▸ **What to work on**:
Update the items below by replacing each occurrence of "Query" with "Target" and leaving all other text unchanged.

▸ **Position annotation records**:
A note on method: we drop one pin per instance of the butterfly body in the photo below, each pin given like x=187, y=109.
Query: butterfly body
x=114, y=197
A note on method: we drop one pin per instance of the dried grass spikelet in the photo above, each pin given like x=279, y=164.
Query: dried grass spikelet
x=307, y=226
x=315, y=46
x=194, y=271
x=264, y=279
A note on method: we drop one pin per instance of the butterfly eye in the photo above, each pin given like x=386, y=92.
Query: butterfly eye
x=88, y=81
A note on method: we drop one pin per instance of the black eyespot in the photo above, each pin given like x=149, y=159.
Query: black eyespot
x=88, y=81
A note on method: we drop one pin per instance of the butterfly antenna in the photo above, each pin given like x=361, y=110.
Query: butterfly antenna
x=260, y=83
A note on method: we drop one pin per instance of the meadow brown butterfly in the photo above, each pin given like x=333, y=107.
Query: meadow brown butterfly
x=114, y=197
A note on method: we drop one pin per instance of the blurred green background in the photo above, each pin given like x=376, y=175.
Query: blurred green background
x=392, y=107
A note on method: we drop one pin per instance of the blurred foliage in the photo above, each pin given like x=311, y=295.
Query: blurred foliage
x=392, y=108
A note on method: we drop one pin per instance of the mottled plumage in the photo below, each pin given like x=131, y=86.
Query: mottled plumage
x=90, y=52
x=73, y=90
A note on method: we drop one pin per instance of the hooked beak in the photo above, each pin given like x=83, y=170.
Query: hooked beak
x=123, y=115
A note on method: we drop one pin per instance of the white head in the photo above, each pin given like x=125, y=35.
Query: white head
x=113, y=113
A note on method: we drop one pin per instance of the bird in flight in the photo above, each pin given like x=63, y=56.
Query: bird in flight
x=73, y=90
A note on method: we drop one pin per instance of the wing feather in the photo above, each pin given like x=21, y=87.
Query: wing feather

▸ **Exercise output**:
A note on method: we drop one pin per instance of the butterfly body in the photo below, each pin given like x=187, y=109.
Target: butterfly body
x=114, y=197
A note on method: we drop one pin per instance of the dried grass spikelet in the photo above, each pin given like x=279, y=164.
Target: dried grass spikelet
x=307, y=226
x=315, y=46
x=194, y=271
x=264, y=279
A note on method: we drop one pin per instance of the butterfly eye in the photo above, each pin given like x=386, y=92.
Target: butterfly eye
x=88, y=81
A note on method: we drop one pin per instance of the black eyespot in the photo above, each pin given like x=149, y=159.
Target: black eyespot
x=88, y=81
A note on method: we drop one pin per instance of the butterfly antenna in the photo above, each pin given like x=361, y=110.
Target: butterfly antenna
x=260, y=83
A note on method: we drop one pin per instance of the meadow brown butterfly in the photo above, each pin given like x=333, y=107.
Target: meadow brown butterfly
x=114, y=197
A note on method: we drop one pin per instance of the blurred green background in the photo above, each pin given like x=376, y=175.
Target: blurred green background
x=392, y=107
A note on method: we drop one pin per instance of the blurred foliage in the photo above, each pin given like x=311, y=295.
Target: blurred foliage
x=392, y=108
A note on method: we drop one pin per instance of the mottled plumage in the photo below, each pin given like x=131, y=86.
Target: mottled plumage
x=90, y=52
x=73, y=90
A note on method: we drop one pin per instance of the hooked beak in the photo above, each pin given like x=83, y=170.
Target: hooked beak
x=123, y=115
A note on method: we drop one pin per instance of the white head in the photo above, each pin given like x=125, y=35.
Target: white head
x=113, y=113
A note on method: we drop one pin per instance of the bird in flight in the photo above, each pin given like x=63, y=56.
Target: bird in flight
x=73, y=90
A note on method: we drop one pin per instance of the wing feather in the photo above, each pin given like x=21, y=87.
Target: wing feather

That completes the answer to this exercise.